[Task statement] Retype all of the records below word for word, leaving out the pictures.
+++ Dataset records
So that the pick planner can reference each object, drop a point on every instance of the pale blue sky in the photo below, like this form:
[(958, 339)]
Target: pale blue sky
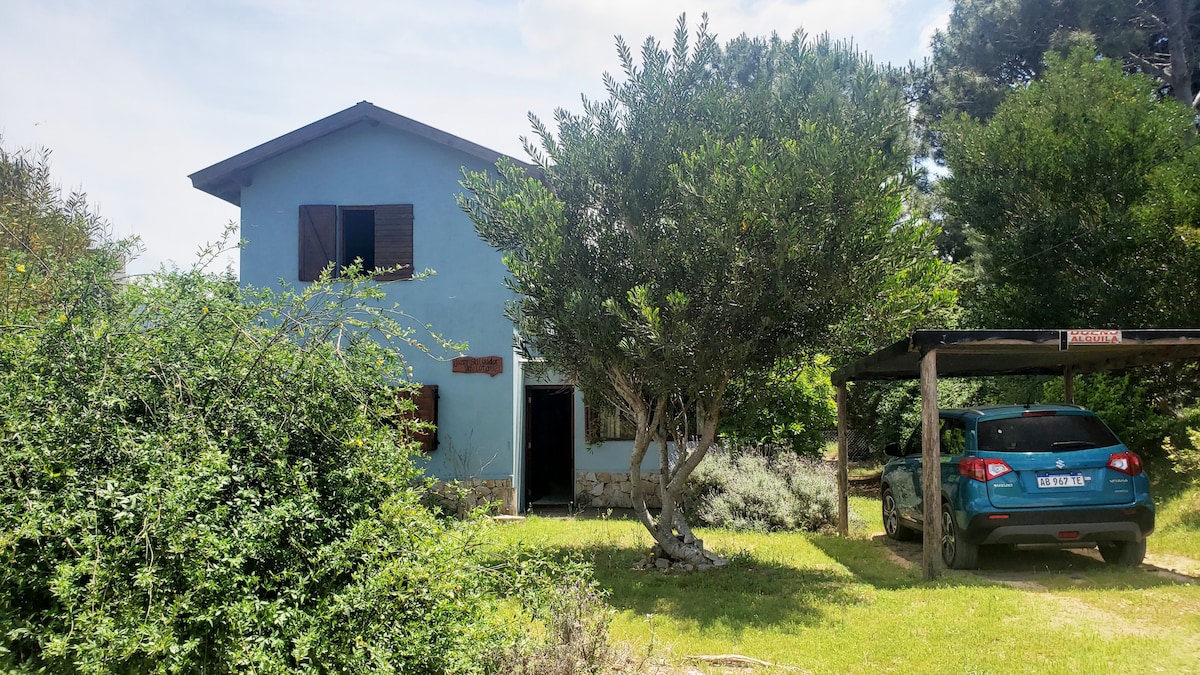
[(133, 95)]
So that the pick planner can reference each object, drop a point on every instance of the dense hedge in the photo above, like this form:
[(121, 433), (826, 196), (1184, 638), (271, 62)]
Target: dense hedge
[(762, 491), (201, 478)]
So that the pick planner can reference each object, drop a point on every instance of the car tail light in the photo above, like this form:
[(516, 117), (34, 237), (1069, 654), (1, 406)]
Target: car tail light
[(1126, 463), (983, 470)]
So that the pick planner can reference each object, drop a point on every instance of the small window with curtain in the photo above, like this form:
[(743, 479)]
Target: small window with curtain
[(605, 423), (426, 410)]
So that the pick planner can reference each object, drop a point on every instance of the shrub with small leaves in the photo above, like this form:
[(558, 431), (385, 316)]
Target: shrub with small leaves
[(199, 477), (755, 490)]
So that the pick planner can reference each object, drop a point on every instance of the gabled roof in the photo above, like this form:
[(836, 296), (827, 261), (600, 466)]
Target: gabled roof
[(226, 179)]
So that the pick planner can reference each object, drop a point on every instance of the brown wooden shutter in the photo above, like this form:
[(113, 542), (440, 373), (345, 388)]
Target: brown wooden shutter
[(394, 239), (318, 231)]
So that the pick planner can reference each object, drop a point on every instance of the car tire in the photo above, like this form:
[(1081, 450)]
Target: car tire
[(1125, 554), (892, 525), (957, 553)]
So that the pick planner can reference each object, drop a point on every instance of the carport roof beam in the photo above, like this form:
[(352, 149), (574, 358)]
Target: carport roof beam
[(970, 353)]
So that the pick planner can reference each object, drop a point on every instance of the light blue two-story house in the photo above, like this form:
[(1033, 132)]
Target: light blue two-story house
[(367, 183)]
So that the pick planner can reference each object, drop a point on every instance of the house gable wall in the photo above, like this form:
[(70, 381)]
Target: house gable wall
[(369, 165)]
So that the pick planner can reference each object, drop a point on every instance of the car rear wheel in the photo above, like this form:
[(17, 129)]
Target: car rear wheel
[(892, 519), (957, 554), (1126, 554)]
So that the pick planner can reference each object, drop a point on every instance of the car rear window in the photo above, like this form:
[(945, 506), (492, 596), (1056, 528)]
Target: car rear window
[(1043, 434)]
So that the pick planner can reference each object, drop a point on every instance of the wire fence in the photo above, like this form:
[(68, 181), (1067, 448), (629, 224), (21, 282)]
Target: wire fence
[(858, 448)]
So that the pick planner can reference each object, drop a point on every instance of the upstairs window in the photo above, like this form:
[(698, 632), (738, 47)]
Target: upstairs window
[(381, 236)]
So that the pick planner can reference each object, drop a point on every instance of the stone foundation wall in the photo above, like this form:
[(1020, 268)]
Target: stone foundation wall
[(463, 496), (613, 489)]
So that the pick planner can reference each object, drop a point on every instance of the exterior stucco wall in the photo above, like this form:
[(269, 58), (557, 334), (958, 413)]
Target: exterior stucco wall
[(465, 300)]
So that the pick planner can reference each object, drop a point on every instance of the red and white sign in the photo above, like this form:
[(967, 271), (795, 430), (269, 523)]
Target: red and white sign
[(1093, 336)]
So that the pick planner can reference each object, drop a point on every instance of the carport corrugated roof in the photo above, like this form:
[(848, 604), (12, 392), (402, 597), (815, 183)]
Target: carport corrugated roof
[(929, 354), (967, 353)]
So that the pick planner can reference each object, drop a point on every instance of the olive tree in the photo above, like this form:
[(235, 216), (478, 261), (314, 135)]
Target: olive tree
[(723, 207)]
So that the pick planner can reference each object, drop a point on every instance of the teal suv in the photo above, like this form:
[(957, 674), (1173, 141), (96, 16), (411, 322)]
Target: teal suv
++++++
[Result of the exercise]
So that the pick planner can reference each object, drop a point on every instance of the pale blue sky in the photo below, like this form:
[(958, 339)]
Target: pale blue sky
[(133, 95)]
So that the pick planner can reference each object, drop a point on every instance of the dense hedge in the photo above, like this form:
[(121, 433), (826, 196), (1184, 638), (271, 62)]
Target: dense hedge
[(762, 491), (201, 478)]
So that the pick planner can reference each object, drop a point on every instance of the car tail light in the photo above, like this form:
[(516, 117), (34, 237), (1069, 654), (1, 406)]
Target: car tail light
[(1126, 463), (983, 470)]
So that the pick planner can reference each object, drop a point on every instance of the small window with curtain in the photo above, like this form:
[(743, 479)]
Target: small window with curtain
[(605, 423), (426, 410)]
So that the pick planner can reference each object, drop a point on every instance of the shrub with small leaves in the photo above, like this form:
[(558, 431), (385, 316)]
Target: shrub with small leaves
[(199, 477), (755, 490)]
So that the pick planner can reference each object, drop a point on every instance of the gabled roof in the photo above, like this form:
[(836, 296), (827, 261), (600, 466)]
Target: gabled roof
[(226, 179)]
So that the pick planner can reference each object, drop a point on every instance of the brown wooden shutter in the photo above, like this form:
[(113, 542), (440, 373), (345, 388)]
Target: brown wooden shutter
[(394, 239), (318, 231)]
So that the pick planner can reference each object, drop a point on every instance of the car tire in the photo above, like this form:
[(1081, 450)]
Target: car tire
[(1125, 554), (892, 525), (957, 553)]
So that the pick planner can reference each object, drop a point on every instance of the carport roof beam in the photo above, like this form:
[(352, 149), (574, 358)]
Target: carport roof beam
[(970, 353)]
So that the pick planner can reference each object, drop a point on every instance of the light blue two-story house in the photo above, like this form:
[(1033, 132)]
Target: light blue two-story house
[(367, 183)]
So that the pick planner can reference each object, drop a point on every instance of the house gable wall in the photo above, like this form:
[(70, 381)]
Target: house gable wall
[(369, 165)]
So that the pick planner can reference each object, drop a point on every instance of the car rear wheel in the photo above, like this form:
[(17, 129)]
Target: car rear wheel
[(892, 519), (957, 554), (1126, 554)]
So that the pick planner can reference each object, drop a point on every instance of the car rear window in the photo above, like this form:
[(945, 506), (492, 596), (1056, 528)]
Target: car rear window
[(1043, 434)]
So that the pick planner can reference each object, drop a point on every instance of the wire fence in the photo above, like this form:
[(68, 181), (1067, 448), (629, 224), (21, 282)]
Target: wire fence
[(858, 448)]
So that the pick planner can reference each object, drop a point on every instance of the upstairs window in the photo above, like this form:
[(698, 632), (738, 47)]
Target: upstairs window
[(381, 236)]
So that the pick planner can reference each object, drop a point on every instance of the stone foundation wall in the photo above, like this form:
[(1020, 268)]
Target: stone foundation wall
[(463, 496), (613, 489)]
So that the pick planner can reference each object, drop a point on every instance of the exterior stucco wall in the photo above, like this form:
[(269, 58), (557, 334), (958, 413)]
Target: exterior stucco wall
[(465, 300)]
So that the pick planner can reference each object, drop a point on every instance of the red and white sign in the photo above, like this form:
[(967, 271), (795, 430), (269, 523)]
Target: red and white sign
[(1093, 336)]
So that the pick planner can reference each object, drop a point on every instance of the carport corrugated roof in the photo above, like this form:
[(848, 604), (12, 392), (402, 597), (815, 183)]
Target: carport corrugated roof
[(929, 354), (967, 353)]
So that the pick planner can reference each object, drop a point on every instance of the olive tree in the photo above, like this form:
[(235, 216), (478, 261), (314, 135)]
Target: olive tree
[(723, 207)]
So that the pick planner can reference each object, drop a point on every instance of the teal suv in the photo above, like this form:
[(957, 674), (1173, 141), (96, 16), (411, 322)]
Target: teal suv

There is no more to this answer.